Litter is unflushable

Since the start of the monitoring of beach litter in the Baltic Sea, perhaps most notably by the EU-funded project MARLIN, it has become evident that there really is nothing that you can’t find among the litter items. The most common items, as you surely know by now, are the ones made of plastics. For instance, in Turku city we often find peculiarities such as toys, even though the majority consist of the “regulars” cigarette butts, plastic bottle caps and so on. What we really find unusual are items that do not seem to have a clear pathway, but somehow still end up in the water ways in substantial quantities.

Hygiene products is one category that surprise us from time to time, often consisting of q-tips and sanitary pads. Strikingly, q-tips ranks fourth in the list of most common litter items in the Baltic Sea. But how do they end up there?

We know that it is very common for litter items to end up in toilets, a subject that is quite often in the news as well. We also know that in developed wastewater treatment plants, macro-waste can be removed. Litter ending up in the wastewater system is obviously a huge inconvenience for water treatment, a fact that we really can’t stress enough. Treatment plants are first and foremost made for taking out nutrients and different hazardous substances from the water – not plastic trash that should not be there in the first place. Toilet paper is the only piece of litter allowed in the toilet, since it is designed to break down already in the sewerage system. Many seem to think that all organic substances, including paper towels and cotton balls, get the pass, but the truth is that all of these can induce clogging in the sewage.

- [INFORMATION PROVIDED]
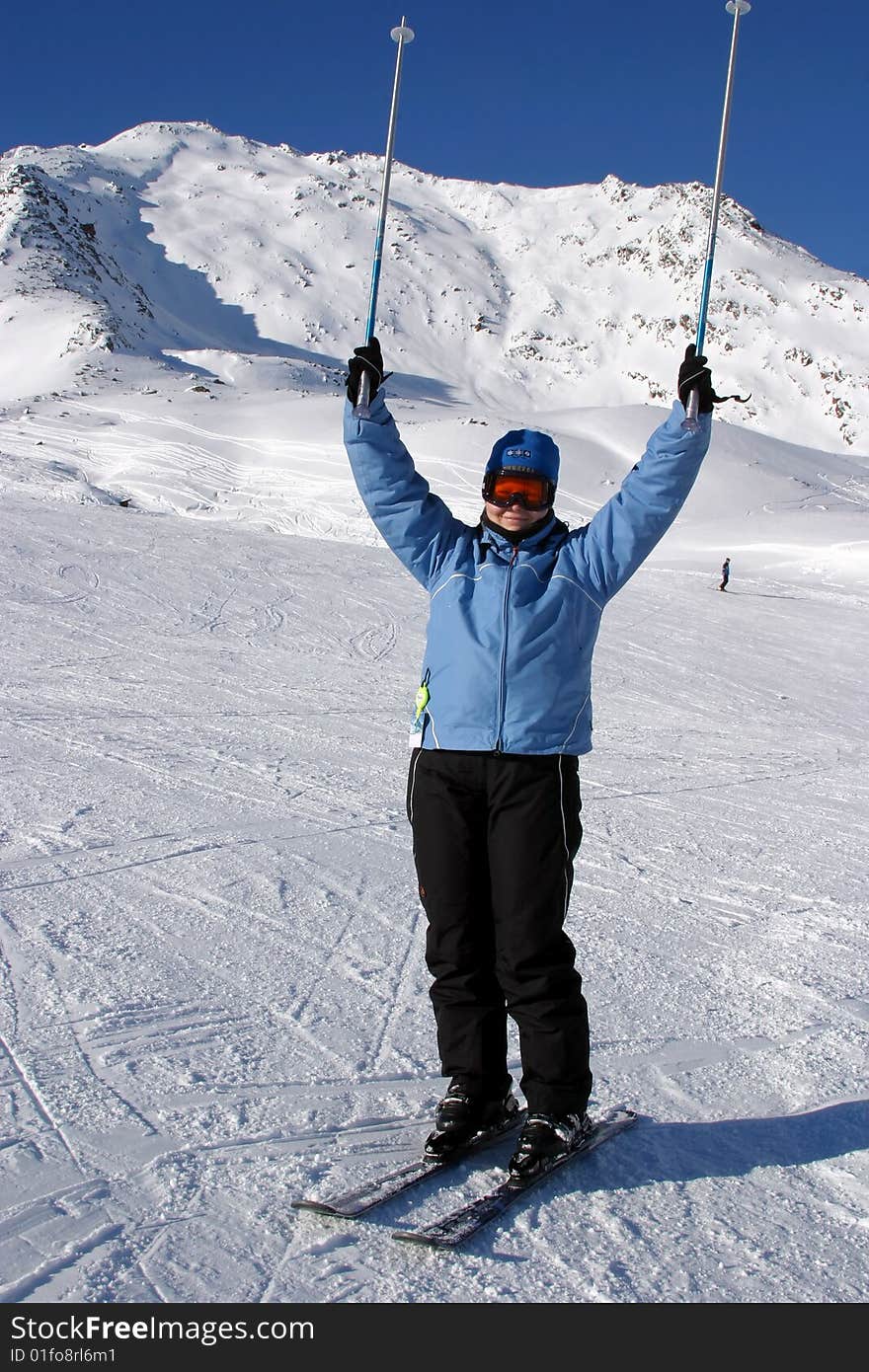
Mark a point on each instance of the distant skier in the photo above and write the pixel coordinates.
(503, 714)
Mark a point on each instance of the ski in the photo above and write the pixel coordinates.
(464, 1223)
(351, 1205)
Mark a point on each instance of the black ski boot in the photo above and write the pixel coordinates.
(461, 1115)
(544, 1139)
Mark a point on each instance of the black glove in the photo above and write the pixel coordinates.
(696, 376)
(365, 361)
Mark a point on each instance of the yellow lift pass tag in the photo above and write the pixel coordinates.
(419, 708)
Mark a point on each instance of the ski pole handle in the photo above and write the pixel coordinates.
(738, 9)
(401, 35)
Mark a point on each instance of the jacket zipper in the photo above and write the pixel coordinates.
(503, 670)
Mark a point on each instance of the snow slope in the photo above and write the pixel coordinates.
(211, 987)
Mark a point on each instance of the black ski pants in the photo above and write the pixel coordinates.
(495, 838)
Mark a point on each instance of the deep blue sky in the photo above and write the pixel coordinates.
(541, 94)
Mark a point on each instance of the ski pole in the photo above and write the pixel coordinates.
(401, 35)
(736, 9)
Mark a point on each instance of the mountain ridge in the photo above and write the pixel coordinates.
(175, 238)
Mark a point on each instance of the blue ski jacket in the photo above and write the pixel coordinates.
(513, 629)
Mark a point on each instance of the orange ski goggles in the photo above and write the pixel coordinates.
(515, 488)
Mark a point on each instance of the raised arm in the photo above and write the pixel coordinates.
(626, 528)
(416, 524)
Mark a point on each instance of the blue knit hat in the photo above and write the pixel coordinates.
(527, 450)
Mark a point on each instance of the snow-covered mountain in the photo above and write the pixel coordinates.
(213, 994)
(178, 243)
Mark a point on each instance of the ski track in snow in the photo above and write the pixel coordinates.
(213, 995)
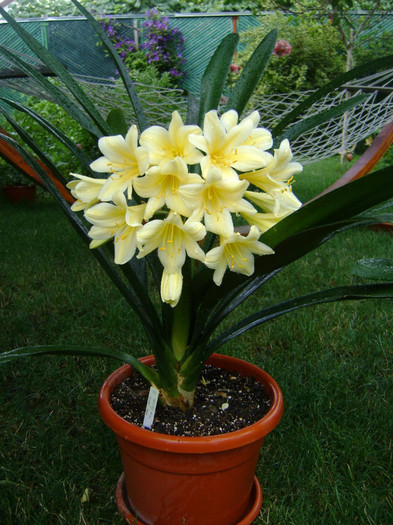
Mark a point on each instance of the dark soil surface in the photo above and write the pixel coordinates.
(224, 402)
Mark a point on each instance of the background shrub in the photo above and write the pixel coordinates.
(316, 57)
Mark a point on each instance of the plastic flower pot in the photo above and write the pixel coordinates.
(20, 193)
(192, 480)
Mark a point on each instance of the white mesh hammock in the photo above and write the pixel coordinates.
(334, 137)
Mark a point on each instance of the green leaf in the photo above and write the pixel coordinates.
(55, 93)
(53, 130)
(335, 206)
(117, 122)
(344, 293)
(251, 74)
(292, 238)
(379, 269)
(357, 72)
(57, 67)
(134, 99)
(309, 123)
(213, 79)
(135, 294)
(29, 351)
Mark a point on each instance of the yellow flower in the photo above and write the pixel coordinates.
(85, 191)
(281, 201)
(236, 253)
(173, 240)
(164, 145)
(275, 208)
(117, 221)
(124, 159)
(215, 199)
(227, 145)
(161, 184)
(259, 137)
(279, 169)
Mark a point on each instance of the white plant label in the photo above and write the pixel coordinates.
(151, 406)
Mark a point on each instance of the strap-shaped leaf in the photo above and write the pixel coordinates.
(214, 77)
(343, 293)
(57, 67)
(293, 238)
(29, 351)
(134, 99)
(252, 73)
(55, 93)
(134, 294)
(357, 72)
(340, 204)
(48, 126)
(309, 123)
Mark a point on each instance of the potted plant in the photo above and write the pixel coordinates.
(160, 210)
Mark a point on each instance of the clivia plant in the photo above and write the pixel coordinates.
(199, 215)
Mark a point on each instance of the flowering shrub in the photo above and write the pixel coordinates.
(163, 47)
(282, 48)
(133, 57)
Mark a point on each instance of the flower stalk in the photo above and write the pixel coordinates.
(169, 201)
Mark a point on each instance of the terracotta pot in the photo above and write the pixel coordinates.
(191, 480)
(20, 193)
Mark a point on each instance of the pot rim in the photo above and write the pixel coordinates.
(189, 444)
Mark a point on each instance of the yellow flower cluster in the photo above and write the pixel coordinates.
(187, 182)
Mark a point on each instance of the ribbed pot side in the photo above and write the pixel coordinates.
(191, 480)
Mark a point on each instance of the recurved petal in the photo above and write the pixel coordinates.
(249, 158)
(171, 286)
(229, 119)
(155, 138)
(125, 245)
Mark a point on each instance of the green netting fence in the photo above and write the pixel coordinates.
(74, 42)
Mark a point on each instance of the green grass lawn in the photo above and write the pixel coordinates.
(328, 462)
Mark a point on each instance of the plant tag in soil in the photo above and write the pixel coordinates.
(150, 407)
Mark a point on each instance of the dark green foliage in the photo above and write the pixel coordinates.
(317, 54)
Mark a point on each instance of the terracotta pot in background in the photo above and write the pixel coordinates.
(192, 480)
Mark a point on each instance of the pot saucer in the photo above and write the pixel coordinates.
(125, 508)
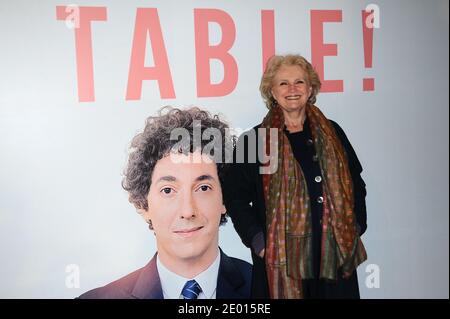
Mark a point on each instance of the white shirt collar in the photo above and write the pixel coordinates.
(172, 284)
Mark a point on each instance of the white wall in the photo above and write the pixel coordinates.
(61, 160)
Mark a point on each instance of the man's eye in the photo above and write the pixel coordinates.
(166, 190)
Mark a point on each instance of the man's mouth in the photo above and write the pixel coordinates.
(188, 232)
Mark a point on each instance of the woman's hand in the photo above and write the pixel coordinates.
(262, 253)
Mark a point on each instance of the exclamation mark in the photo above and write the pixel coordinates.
(368, 25)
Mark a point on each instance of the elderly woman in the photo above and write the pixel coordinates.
(304, 221)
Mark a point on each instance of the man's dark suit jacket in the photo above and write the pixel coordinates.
(233, 282)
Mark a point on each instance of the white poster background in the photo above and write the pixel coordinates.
(65, 223)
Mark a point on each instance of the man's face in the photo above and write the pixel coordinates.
(185, 205)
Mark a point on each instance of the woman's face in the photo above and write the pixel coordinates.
(291, 88)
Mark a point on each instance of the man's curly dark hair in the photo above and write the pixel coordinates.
(158, 139)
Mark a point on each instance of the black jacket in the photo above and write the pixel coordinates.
(244, 199)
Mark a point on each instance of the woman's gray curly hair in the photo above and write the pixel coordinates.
(272, 67)
(157, 141)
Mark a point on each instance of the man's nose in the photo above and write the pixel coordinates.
(187, 209)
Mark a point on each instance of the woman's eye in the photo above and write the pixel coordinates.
(204, 188)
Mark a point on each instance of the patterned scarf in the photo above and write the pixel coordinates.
(289, 252)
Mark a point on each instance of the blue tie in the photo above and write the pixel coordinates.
(191, 290)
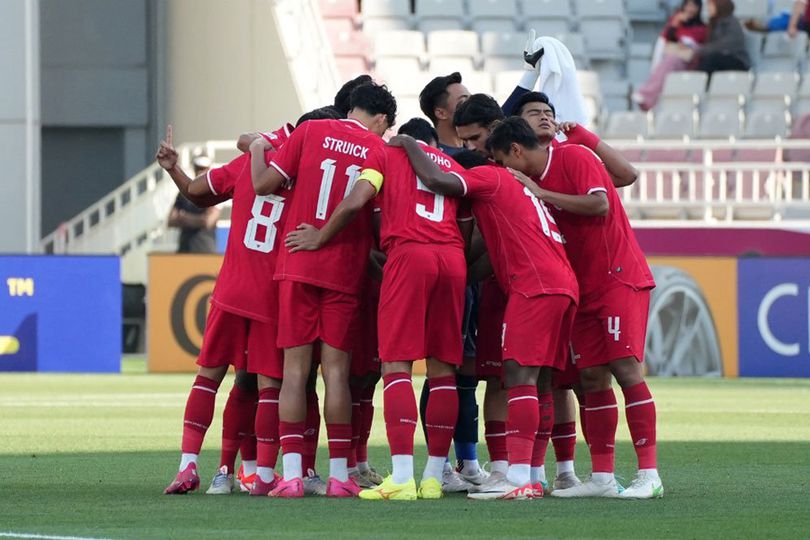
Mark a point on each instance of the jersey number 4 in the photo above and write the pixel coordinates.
(328, 168)
(260, 233)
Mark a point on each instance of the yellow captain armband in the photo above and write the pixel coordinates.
(375, 178)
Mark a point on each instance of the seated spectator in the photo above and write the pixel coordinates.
(724, 50)
(684, 32)
(791, 21)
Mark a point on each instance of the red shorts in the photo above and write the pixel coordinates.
(244, 343)
(308, 313)
(489, 342)
(365, 357)
(611, 326)
(536, 330)
(422, 304)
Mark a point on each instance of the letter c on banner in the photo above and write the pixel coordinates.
(779, 347)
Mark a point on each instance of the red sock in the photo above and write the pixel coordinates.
(521, 424)
(236, 424)
(267, 428)
(199, 413)
(367, 407)
(441, 416)
(340, 440)
(546, 412)
(399, 409)
(311, 433)
(291, 436)
(640, 410)
(495, 434)
(248, 448)
(583, 421)
(357, 425)
(603, 417)
(564, 439)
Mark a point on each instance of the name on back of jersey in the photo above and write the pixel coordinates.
(345, 147)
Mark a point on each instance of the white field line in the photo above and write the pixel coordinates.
(47, 536)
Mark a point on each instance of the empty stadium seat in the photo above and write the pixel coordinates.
(548, 17)
(627, 125)
(783, 53)
(674, 125)
(493, 15)
(400, 43)
(720, 125)
(338, 8)
(751, 9)
(766, 124)
(502, 51)
(575, 44)
(434, 15)
(384, 15)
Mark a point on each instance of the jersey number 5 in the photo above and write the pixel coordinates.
(438, 204)
(263, 239)
(328, 168)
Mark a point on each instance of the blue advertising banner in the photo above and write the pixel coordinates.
(774, 327)
(60, 313)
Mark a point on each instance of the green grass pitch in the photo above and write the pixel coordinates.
(89, 456)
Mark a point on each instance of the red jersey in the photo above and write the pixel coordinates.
(323, 159)
(244, 283)
(411, 213)
(602, 250)
(524, 244)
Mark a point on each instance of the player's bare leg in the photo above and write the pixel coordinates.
(641, 420)
(335, 369)
(440, 421)
(523, 418)
(564, 437)
(237, 423)
(292, 412)
(601, 420)
(197, 417)
(267, 437)
(495, 415)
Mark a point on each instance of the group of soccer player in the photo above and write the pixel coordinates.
(480, 243)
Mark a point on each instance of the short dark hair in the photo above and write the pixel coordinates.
(435, 94)
(533, 97)
(374, 99)
(419, 129)
(478, 109)
(469, 159)
(512, 130)
(321, 113)
(342, 103)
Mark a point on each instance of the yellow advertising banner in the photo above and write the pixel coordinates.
(179, 291)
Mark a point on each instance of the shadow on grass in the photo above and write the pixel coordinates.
(713, 489)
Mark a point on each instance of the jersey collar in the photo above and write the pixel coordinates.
(548, 163)
(353, 121)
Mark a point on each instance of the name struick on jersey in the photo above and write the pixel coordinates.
(345, 147)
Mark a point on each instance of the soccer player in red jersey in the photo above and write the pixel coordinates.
(319, 291)
(421, 303)
(529, 260)
(615, 283)
(241, 317)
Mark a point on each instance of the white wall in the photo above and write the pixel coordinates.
(19, 126)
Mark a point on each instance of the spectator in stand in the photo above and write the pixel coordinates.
(791, 21)
(725, 49)
(684, 32)
(197, 225)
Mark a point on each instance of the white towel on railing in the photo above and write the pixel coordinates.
(558, 80)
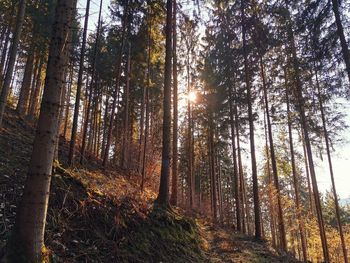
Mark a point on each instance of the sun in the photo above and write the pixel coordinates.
(192, 96)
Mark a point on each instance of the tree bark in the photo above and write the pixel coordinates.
(90, 88)
(326, 138)
(117, 87)
(341, 35)
(174, 167)
(298, 95)
(163, 195)
(251, 129)
(31, 216)
(22, 105)
(79, 84)
(282, 230)
(295, 179)
(12, 58)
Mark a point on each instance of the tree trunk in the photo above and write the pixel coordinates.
(304, 123)
(251, 130)
(79, 84)
(22, 105)
(235, 168)
(12, 58)
(295, 179)
(326, 138)
(31, 216)
(175, 176)
(282, 230)
(341, 35)
(125, 147)
(90, 88)
(163, 196)
(117, 86)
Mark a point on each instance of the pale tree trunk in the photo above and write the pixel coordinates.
(117, 87)
(326, 137)
(304, 123)
(174, 179)
(251, 129)
(36, 92)
(271, 206)
(144, 151)
(341, 35)
(125, 147)
(5, 46)
(79, 85)
(12, 58)
(295, 180)
(282, 230)
(163, 195)
(31, 216)
(89, 87)
(22, 105)
(235, 166)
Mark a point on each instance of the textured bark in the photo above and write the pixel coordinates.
(251, 129)
(117, 87)
(90, 87)
(298, 95)
(5, 46)
(125, 147)
(236, 182)
(12, 58)
(341, 35)
(37, 82)
(330, 164)
(163, 195)
(174, 180)
(22, 105)
(79, 84)
(295, 180)
(31, 216)
(282, 230)
(271, 207)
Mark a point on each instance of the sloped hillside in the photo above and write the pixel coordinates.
(101, 216)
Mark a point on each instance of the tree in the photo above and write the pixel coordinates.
(79, 84)
(163, 195)
(12, 58)
(31, 216)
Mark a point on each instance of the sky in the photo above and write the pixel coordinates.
(340, 158)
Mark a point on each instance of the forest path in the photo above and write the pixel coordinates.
(224, 245)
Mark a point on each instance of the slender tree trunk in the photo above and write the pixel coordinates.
(5, 47)
(117, 87)
(125, 147)
(67, 99)
(282, 230)
(270, 185)
(175, 178)
(326, 137)
(90, 88)
(12, 58)
(295, 180)
(22, 105)
(163, 196)
(341, 35)
(235, 168)
(80, 83)
(31, 216)
(304, 123)
(245, 223)
(251, 129)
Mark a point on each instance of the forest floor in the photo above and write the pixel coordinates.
(96, 215)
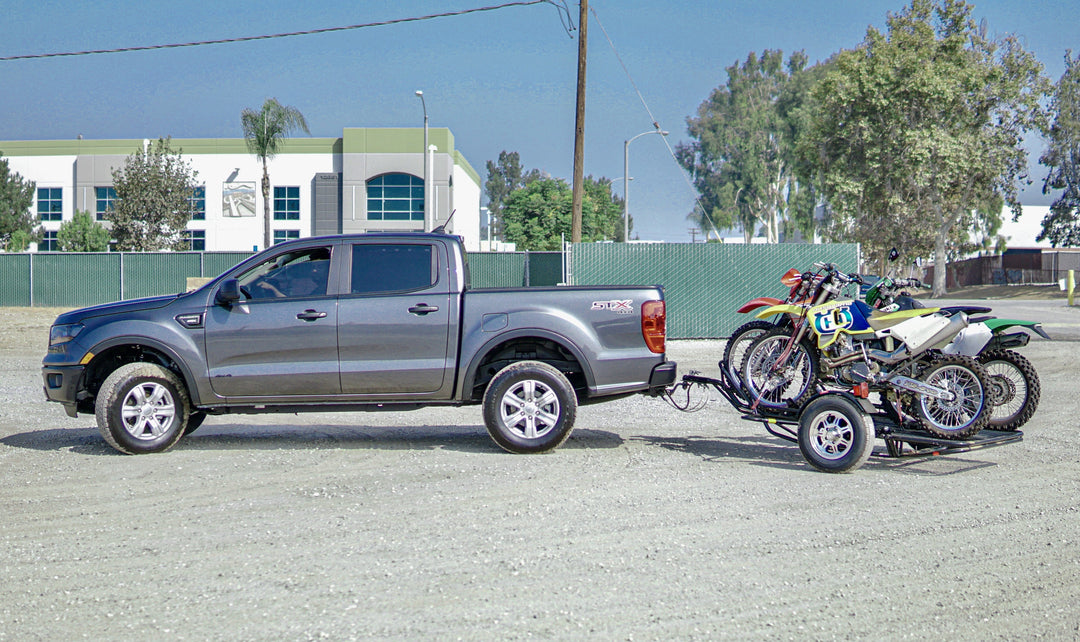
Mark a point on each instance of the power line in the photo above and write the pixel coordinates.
(286, 35)
(686, 177)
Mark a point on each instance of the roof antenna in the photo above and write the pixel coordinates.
(442, 228)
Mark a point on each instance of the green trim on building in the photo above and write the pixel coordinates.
(353, 141)
(395, 139)
(186, 146)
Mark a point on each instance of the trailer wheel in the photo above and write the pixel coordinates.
(835, 435)
(142, 408)
(529, 406)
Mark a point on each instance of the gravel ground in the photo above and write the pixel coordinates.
(648, 523)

- [INSTRUCTIONS]
1. In one to three sentences, explain why the passage on Baltic Sea litter says toilet paper is the only item allowed in the toilet.
2. According to the passage on Baltic Sea litter, where do q-tips rank among the most common litter items in the Baltic Sea?
3. Write what comes next in the passage on Baltic Sea litter, picking up after its final sentence.
The listing has no connection to the passage on Baltic Sea litter.

- [ANSWERS BY TASK]
1. Toilet paper is designed to break down already in the sewerage system. Other items, including organic ones such as paper towels and cotton balls, can cause clogging in the sewage.

2. They rank fourth.

3.
Litter removal causes a lot of unnecessary stress for the treatment process. According to the Finnish national news site YLE, in Helsinki, Finland, an estimated 1000 tons of litter is removed from the wastewater treatment plant every year, creating a huge and unnecessary  burden for workers at the treatment plant (check out the variety of litter items found here). Few knows that what you throw in your toilet might actually find its way to the ocean, and quite ironically, due to blockage in the sewage caused by substances or items that should not end up in the wastewater. What happens is that a clogging becomes so severe that the only alternative is to discharge sewerage to the environment untreated. When serious flooding occurs, it is practically impossible to retain wastewater and everything that flows out with it.

No data of how often leakage occurs is available, nor how much litter ends up in the ocean through sewage spills. So far studies have concentrated on microplastics in the actual wastewater, a subject that has not been the object of our project, but is currently a rising topic in the science world. What we do know is that your toilet is not a trash bin and that no good can come out of treating it as one. A lot of research awaits in the near future. Luckily enough, we have clear signs of where to start..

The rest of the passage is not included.